===== Extract provided

I agree with most of what you said, and the missing dollar question is a great example, but I would say that (from my non-mathematical perspective) there is an important difference. I know you were talking about words as they relate to expressing mathematical concepts, but I'm going to take you slightly out of context and disagree with the idea that language and math essentially work the same. Math requires the logic and internal consistency in order to communicate anything of value, while in language this is not necessarily the case. For example, metaphors do not always communicate ideas logically, and in fact we value them because of that. "A fish out of water" is a phrase that we know to mean someone who is struggling because they are not in their accustomed environment (work environment, social environment, whatever). Yet logically, a fish out of water is dead, even though that's not at all what we're saying.

You could argue that commonly accepted metaphors are part of a language's "logic", that is to say, everyone knows that they don't mean what they are logically saying, therefore it's still logical in a certain sense. But lots of metaphors work without being as well-known as "a fish out of water". They work because our minds are able to discard the logical answer as incorrect and instead work out the illogical inferences. You could say, "He slept with an angry frog in his throat" and most people would be able to work out that this is a metaphor for snoring. You could say, "Life's the fattest turkey you've ever seen and it's always Thanksgiving morning," and this could mean either that the world is going to eat you alive or that life is great and should be seized and enjoyed to the fullest every day. It's both illogical and ambiguous, yet it still works.

==========
===== Information given

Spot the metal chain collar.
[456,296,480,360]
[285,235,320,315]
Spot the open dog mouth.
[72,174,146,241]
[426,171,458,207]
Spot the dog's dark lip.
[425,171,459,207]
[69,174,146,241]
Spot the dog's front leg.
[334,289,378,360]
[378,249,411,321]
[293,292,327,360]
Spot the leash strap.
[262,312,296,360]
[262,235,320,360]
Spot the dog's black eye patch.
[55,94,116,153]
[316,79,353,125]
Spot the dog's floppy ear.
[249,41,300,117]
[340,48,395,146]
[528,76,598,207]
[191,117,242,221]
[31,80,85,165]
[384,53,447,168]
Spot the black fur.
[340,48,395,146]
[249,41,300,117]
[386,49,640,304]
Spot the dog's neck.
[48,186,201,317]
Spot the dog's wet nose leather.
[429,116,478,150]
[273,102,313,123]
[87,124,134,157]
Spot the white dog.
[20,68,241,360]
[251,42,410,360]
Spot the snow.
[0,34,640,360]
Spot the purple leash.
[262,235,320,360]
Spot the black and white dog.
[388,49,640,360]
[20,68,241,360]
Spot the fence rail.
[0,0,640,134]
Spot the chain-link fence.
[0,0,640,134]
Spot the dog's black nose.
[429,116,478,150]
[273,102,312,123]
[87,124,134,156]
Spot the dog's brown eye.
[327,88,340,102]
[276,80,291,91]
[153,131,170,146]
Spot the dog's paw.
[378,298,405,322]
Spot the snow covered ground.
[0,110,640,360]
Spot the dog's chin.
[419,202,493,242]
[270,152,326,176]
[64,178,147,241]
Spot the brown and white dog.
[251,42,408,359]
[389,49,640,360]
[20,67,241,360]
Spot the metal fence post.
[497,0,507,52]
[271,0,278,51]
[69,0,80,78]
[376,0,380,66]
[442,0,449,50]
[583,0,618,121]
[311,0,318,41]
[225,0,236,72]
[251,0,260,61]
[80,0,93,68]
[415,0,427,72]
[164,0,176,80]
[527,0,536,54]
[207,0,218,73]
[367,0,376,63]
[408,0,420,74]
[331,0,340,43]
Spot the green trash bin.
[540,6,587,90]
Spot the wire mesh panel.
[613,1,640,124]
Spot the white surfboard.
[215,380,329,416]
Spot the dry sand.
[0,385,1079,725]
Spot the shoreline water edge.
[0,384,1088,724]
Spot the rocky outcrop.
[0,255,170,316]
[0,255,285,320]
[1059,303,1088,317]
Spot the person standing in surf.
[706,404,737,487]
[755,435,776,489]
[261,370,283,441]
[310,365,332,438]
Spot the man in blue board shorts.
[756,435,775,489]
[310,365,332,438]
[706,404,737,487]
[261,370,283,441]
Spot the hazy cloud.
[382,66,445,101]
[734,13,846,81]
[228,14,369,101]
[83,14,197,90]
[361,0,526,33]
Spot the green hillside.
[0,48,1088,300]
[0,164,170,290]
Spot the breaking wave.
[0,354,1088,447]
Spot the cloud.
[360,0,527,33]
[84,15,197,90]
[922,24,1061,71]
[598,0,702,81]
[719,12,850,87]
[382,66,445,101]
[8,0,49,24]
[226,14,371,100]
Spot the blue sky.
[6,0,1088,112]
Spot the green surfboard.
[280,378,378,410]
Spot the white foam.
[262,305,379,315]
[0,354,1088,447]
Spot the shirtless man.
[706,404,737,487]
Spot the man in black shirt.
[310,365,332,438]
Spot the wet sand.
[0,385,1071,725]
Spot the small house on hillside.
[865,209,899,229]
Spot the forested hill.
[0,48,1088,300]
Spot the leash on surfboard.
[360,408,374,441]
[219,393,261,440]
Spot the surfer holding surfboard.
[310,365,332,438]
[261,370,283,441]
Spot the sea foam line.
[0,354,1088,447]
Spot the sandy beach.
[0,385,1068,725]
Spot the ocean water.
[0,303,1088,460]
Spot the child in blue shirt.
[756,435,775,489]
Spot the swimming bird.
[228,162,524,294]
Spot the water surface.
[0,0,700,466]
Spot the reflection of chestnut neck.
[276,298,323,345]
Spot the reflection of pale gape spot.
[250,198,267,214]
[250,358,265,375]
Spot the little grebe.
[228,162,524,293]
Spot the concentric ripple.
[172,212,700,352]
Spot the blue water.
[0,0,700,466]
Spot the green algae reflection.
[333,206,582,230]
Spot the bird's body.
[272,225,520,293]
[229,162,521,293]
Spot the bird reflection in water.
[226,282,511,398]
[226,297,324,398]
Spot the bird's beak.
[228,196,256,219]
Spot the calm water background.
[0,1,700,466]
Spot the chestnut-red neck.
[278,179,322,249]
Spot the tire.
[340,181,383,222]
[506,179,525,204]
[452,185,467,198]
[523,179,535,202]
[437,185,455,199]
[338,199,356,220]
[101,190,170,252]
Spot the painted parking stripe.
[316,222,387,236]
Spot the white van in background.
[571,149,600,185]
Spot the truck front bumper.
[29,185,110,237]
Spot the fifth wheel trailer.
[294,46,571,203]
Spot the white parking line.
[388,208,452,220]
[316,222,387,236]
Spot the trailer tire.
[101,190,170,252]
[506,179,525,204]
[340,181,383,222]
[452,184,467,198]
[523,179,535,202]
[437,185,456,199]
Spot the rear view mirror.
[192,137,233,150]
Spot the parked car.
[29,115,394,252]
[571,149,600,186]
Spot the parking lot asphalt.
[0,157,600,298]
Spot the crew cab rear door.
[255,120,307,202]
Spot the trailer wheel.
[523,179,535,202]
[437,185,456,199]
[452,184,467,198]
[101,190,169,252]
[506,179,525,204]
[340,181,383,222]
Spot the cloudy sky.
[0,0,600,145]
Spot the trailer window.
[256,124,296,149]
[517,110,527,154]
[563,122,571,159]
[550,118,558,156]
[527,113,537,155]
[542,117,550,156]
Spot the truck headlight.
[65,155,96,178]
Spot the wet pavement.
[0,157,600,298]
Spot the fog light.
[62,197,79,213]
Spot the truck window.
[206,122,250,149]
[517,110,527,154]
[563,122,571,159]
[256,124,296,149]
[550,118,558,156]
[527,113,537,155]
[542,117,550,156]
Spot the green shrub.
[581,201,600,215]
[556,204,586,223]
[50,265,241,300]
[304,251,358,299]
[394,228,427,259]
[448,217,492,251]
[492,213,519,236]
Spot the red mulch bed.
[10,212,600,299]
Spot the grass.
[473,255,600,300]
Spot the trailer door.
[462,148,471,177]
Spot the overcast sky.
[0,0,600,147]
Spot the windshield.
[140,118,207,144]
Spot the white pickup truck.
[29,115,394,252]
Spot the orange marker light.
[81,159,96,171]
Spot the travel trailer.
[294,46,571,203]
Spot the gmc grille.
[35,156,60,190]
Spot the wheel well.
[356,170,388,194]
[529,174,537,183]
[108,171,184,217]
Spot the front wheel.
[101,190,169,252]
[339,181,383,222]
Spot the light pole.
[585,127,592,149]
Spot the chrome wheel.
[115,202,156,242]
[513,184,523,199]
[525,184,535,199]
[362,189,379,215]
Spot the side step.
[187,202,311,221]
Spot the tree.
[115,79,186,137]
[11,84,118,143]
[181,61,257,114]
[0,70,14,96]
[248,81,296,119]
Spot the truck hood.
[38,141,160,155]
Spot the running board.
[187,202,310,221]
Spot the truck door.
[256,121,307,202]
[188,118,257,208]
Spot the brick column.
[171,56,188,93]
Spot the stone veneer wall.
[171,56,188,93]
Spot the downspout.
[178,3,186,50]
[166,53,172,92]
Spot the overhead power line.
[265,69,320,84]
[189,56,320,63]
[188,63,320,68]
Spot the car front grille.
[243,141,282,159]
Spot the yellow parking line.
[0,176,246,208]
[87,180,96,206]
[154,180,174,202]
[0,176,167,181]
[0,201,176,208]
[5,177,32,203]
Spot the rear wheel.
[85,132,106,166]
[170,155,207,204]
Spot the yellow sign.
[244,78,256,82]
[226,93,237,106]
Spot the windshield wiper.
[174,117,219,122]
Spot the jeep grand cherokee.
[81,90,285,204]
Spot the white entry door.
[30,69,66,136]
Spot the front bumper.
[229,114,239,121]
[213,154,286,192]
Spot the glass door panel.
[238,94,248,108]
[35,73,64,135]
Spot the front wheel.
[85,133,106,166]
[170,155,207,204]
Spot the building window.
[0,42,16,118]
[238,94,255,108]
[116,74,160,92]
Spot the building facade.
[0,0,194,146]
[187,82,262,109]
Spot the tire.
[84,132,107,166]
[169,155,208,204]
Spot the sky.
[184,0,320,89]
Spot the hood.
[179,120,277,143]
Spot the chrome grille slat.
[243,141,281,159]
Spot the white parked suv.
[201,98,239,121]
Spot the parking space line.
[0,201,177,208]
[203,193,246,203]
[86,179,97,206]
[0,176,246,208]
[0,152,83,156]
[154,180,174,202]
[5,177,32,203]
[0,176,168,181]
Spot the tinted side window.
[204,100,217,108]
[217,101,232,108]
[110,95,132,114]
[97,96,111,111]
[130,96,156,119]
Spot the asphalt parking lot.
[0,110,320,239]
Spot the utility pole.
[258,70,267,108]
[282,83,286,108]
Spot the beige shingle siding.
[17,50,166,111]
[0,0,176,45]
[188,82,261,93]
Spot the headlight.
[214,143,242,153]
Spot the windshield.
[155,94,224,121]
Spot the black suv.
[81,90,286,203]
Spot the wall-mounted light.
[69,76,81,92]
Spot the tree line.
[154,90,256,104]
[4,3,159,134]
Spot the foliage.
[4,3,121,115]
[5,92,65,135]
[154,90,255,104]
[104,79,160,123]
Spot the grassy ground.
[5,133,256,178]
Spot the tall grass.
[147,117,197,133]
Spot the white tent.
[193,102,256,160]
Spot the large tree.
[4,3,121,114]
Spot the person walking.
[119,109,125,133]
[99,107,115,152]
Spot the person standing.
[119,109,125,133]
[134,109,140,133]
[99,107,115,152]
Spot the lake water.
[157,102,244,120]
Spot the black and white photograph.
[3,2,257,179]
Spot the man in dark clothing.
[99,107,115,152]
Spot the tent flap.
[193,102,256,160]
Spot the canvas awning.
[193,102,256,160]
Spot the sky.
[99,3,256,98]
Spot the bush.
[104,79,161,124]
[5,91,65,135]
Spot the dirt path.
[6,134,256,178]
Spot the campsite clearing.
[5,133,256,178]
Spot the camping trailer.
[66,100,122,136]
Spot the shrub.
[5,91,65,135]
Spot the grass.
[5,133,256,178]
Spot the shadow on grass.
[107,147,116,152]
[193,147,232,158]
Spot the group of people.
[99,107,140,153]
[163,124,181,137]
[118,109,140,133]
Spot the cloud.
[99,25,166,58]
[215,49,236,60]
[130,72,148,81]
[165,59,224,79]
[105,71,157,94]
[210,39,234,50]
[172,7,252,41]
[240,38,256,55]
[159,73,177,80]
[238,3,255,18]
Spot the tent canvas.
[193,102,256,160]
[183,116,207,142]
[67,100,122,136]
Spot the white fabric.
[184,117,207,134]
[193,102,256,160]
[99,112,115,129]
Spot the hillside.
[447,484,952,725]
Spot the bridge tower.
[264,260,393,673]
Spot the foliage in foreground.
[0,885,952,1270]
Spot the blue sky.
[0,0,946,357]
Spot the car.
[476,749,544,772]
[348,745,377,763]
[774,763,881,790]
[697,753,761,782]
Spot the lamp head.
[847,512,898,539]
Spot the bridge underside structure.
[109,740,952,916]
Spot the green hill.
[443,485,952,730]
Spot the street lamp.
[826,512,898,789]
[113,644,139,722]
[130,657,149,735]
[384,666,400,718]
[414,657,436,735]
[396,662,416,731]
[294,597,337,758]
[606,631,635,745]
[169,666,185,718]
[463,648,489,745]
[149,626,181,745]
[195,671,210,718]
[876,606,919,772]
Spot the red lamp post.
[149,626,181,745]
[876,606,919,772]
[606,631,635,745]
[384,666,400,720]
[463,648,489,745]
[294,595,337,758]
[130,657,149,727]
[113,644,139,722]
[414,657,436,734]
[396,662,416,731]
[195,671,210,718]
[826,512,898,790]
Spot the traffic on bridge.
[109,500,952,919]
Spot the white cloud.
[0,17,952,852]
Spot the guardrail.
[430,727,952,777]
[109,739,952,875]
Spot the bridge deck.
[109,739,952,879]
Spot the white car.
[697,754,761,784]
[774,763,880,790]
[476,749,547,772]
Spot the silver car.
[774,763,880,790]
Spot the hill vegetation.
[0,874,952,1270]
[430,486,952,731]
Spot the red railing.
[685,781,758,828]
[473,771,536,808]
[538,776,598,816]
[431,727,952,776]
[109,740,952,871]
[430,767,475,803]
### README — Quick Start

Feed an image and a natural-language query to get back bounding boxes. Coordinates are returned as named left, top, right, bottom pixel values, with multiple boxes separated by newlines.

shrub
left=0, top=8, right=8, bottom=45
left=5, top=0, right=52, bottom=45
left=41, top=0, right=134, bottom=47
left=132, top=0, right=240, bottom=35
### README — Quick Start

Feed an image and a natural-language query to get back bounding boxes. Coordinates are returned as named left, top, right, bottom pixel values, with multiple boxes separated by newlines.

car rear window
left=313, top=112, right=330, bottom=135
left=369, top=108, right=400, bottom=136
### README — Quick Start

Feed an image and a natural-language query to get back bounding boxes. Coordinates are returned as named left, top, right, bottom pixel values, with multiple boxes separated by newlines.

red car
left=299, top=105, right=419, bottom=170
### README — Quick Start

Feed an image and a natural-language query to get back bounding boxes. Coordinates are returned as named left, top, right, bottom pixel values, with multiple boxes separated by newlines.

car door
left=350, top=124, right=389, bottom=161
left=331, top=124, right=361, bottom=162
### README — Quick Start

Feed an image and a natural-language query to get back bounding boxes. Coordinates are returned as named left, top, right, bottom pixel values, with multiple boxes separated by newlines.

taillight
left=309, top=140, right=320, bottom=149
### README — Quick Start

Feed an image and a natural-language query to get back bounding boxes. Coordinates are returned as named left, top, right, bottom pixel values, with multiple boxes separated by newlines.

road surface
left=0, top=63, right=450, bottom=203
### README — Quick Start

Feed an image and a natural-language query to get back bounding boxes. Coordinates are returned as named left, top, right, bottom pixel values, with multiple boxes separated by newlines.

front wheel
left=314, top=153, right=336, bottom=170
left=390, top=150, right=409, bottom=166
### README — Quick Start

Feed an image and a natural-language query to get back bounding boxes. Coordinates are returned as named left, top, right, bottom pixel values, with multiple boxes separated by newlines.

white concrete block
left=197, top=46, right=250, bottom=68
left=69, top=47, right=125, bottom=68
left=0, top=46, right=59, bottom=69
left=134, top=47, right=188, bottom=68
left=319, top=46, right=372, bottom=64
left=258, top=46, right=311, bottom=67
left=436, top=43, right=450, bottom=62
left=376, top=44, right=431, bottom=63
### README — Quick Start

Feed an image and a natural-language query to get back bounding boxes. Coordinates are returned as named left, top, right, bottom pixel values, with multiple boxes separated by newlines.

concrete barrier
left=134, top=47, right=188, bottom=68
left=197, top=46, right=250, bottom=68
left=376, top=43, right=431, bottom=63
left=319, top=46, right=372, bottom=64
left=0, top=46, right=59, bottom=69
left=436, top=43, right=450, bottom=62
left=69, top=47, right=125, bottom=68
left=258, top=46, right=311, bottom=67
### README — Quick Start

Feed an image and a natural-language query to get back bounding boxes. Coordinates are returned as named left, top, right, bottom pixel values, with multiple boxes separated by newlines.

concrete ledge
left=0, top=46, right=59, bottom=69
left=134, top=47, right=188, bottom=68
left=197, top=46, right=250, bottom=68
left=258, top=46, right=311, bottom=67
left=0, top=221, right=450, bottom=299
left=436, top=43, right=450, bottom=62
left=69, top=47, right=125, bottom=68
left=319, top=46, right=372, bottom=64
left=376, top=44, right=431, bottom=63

==========

Requests |
a) Do these statements agree with the comment on math, language and metaphors? (i) The writer agrees that language and math essentially work the same. (ii) "A fish out of water" is understood to describe someone struggling outside their accustomed environment. (iii) The turkey sentence can carry only one meaning. For each, answer yes or no and quote the words of the text that settle it.
b) Rewrite the listing from the line with "Spot the sandy beach." to the line with "[229,162,521,293]", changing "bird" to "grebe" and leaving everything else unchanged.

In response |
a)
(i) No: "disagree with the idea that language and math essentially work the same."
(ii) Yes: "is a phrase that we know to mean someone who is struggling because they are not in their accustomed environment"
(iii) No: "It's both illogical and ambiguous, yet it still works."

b)
Spot the sandy beach.
[0,385,1068,725]
Spot the ocean water.
[0,303,1088,460]
Spot the child in blue shirt.
[756,435,775,489]
Spot the swimming grebe.
[228,162,524,294]
Spot the water surface.
[0,0,700,466]
Spot the reflection of chestnut neck.
[276,298,323,345]
Spot the reflection of pale gape spot.
[250,198,267,214]
[250,358,265,375]
Spot the little grebe.
[228,162,524,293]
Spot the concentric ripple.
[172,212,700,352]
Spot the blue water.
[0,0,700,466]
Spot the green algae reflection.
[333,206,582,230]
Spot the grebe's body.
[272,225,520,293]
[229,162,521,293]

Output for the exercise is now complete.